↓

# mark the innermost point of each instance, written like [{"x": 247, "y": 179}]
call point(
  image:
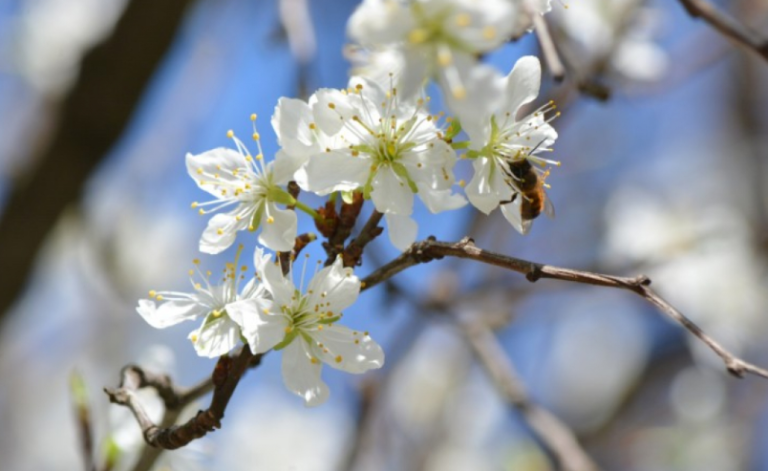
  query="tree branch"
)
[
  {"x": 430, "y": 249},
  {"x": 557, "y": 437},
  {"x": 112, "y": 78},
  {"x": 224, "y": 380},
  {"x": 726, "y": 25}
]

↑

__Problem details__. Except for the pictures, give all the material above again verbatim.

__Solved problem__.
# mark the innermost point of each instance, written like [{"x": 247, "y": 179}]
call point(
  image:
  query="tree branch"
)
[
  {"x": 430, "y": 249},
  {"x": 557, "y": 437},
  {"x": 112, "y": 78},
  {"x": 224, "y": 380},
  {"x": 726, "y": 25}
]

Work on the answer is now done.